■ **WORK TO COMPLETE**:
A) According to the court opinion below, on what date was rehearing denied?
B) Copy the court opinion below from the words "441 F.2d 364" through "May 7, 1971.", replacing "Eighth" with "Ninth".

■ **ARTICLE**:
* * * * * * *
441 F.2d 364
MERCANTILE BANK & TRUST COMPANY, as Trustee of the Troost Avenue Cemetery Company and Abbey Fund Trust, Appellant,
UNITED STATES of America, Appellee.
COMMERCE TRUST COMPANY, as Trustee of the Troost Avenue Cemetery Chapel Gardens Mausoleum Trust, Appellant,
UNITED STATES of America, Appellee.
United States Court of Appeals, Eighth Circuit.
April 12, 1971.
Rehearing Denied May 7, 1971.
Charles White Hess, Linde, Thomson, VanDyke, Fairchild & Langworthy, Kansas City, Mo., for appellants.
Stephen H. Hutzelman, Johnnie M. Walters, Asst. Atty. Gen., Meyer Rothwacks, Crombie J. D. Garrett, Attys., Tax Division, Dept. of Justice, Washington, D. C., Bert C. Hurn, U. S. Atty., Paul Anthony White, Asst. U. S. Atty., of counsel.
Before VAN OOSTERHOUT, GIBSON and LAY, Circuit Judges.
VAN OOSTERHOUT, Circuit Judge.
In these two consolidated cases, each of the plaintiffs as trustee of a separate perpetual care fund dedicated to providing care for two respective mausoleums at the Troost Avenue Cemetery seeks recovery of 1967 income tax paid by it upon realized capital gain. No controversy with respect to tax on ordinary income is involved. The trial court rejected plaintiff taxpayers' contention that the capital gain on the trusts was exempt from income taxation and dismissed the complaints. This timely appeal followed.
* * * * * * *
■ **DATASET**:
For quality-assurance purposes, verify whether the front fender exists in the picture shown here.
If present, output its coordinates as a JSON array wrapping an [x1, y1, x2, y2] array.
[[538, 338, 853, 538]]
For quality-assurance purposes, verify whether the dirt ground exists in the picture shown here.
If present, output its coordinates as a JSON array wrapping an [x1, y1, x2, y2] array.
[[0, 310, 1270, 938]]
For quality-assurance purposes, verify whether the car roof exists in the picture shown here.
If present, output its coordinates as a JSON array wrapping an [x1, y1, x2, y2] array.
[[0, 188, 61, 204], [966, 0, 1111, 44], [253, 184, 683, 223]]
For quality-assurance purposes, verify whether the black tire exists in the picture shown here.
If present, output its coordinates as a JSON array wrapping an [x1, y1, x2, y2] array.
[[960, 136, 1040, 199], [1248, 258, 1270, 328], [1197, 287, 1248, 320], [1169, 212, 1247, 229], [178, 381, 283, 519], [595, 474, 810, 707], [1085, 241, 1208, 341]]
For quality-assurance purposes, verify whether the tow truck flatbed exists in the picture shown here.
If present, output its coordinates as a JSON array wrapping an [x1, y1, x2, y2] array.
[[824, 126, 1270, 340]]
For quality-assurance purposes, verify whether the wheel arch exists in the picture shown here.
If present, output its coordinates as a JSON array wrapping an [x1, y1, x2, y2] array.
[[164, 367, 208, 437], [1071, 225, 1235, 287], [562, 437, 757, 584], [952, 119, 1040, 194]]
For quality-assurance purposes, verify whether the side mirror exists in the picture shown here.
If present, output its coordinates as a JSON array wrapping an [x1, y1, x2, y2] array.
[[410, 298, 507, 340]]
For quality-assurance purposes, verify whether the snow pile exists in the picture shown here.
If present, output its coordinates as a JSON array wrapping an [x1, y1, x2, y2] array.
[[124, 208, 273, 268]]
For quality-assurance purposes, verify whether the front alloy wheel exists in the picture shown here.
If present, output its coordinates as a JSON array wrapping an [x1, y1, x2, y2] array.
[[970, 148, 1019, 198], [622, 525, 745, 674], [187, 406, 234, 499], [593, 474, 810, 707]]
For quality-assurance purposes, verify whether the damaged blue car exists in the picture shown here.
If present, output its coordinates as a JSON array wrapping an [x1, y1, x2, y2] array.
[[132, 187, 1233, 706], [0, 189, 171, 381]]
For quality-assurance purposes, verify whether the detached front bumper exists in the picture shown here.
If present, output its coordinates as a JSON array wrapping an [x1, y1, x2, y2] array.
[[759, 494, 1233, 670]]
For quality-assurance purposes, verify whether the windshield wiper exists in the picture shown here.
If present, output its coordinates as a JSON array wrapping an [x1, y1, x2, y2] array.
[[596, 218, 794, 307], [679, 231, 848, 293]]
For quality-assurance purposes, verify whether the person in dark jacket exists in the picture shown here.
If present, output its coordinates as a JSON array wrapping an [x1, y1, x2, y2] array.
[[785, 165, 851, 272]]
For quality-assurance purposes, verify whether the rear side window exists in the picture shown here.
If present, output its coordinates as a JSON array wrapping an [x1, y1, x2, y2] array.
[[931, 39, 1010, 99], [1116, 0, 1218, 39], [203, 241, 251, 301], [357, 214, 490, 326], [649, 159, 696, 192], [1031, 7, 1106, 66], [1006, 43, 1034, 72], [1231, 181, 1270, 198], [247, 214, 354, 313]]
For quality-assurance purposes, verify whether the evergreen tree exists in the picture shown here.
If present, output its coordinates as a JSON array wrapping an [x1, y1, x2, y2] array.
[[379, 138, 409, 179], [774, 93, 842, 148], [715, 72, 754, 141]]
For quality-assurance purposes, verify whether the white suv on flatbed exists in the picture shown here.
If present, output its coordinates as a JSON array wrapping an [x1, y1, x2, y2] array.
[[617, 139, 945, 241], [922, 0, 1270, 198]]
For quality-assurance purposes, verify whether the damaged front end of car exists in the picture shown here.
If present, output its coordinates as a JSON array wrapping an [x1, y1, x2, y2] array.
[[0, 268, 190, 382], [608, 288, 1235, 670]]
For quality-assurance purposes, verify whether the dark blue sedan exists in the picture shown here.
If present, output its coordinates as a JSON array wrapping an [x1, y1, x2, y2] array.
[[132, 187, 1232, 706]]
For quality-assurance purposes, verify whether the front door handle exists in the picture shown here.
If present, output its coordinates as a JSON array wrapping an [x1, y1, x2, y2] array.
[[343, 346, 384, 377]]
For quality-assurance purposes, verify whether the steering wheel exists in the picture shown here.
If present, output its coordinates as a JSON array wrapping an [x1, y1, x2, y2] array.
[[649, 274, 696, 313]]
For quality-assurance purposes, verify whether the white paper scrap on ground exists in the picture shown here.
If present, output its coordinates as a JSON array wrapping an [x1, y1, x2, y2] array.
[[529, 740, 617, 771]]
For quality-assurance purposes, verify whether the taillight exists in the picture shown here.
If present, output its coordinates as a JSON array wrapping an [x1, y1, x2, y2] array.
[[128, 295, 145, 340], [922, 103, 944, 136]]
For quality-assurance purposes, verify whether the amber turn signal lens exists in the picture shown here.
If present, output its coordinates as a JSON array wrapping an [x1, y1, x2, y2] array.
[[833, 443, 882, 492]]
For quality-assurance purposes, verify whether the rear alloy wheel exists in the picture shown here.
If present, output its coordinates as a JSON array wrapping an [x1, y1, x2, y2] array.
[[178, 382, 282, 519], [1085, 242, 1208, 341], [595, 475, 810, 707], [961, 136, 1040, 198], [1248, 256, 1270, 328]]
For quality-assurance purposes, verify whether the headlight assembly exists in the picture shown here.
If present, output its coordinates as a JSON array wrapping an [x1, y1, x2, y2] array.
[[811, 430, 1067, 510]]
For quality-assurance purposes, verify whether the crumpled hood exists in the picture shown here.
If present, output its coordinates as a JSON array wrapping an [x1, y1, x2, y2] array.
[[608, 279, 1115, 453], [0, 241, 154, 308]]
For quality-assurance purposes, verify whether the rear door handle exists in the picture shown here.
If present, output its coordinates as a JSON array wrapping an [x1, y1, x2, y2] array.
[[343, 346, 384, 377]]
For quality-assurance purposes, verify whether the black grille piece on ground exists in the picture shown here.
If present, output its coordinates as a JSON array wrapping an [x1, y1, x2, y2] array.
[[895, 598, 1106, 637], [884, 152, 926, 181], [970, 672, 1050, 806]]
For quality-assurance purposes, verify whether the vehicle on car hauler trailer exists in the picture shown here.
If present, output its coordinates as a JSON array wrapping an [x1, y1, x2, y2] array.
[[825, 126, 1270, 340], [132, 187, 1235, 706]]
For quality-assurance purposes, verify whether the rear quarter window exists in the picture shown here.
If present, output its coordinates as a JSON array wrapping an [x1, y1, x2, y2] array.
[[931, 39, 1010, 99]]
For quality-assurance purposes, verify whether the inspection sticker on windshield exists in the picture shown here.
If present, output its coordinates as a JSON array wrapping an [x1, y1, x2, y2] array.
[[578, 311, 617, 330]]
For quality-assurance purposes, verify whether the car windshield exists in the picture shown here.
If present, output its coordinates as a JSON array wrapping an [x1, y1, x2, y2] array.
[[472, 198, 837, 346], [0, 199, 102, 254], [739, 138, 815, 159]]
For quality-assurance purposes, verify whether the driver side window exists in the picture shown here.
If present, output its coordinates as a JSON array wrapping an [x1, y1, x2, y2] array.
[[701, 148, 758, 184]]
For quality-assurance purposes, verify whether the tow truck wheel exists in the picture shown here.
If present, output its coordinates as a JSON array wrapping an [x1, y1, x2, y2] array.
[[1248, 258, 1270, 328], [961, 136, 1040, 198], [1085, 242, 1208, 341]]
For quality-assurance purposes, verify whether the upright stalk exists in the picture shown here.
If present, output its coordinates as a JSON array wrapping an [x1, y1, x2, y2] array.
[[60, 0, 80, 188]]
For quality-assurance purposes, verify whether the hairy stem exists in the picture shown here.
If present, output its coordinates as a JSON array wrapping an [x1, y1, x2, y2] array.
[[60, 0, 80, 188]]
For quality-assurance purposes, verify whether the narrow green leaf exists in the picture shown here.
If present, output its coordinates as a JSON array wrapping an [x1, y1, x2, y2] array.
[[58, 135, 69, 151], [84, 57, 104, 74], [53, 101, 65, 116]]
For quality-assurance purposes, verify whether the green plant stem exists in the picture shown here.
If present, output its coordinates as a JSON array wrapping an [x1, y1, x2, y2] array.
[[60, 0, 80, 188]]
* * * * * * *
■ **TASK-BY-TASK ANSWERS**:
A) May 7, 1971.

B)
441 F.2d 364
MERCANTILE BANK & TRUST COMPANY, as Trustee of the Troost Avenue Cemetery Company and Abbey Fund Trust, Appellant,
UNITED STATES of America, Appellee.
COMMERCE TRUST COMPANY, as Trustee of the Troost Avenue Cemetery Chapel Gardens Mausoleum Trust, Appellant,
UNITED STATES of America, Appellee.
United States Court of Appeals, Ninth Circuit.
April 12, 1971.
Rehearing Denied May 7, 1971.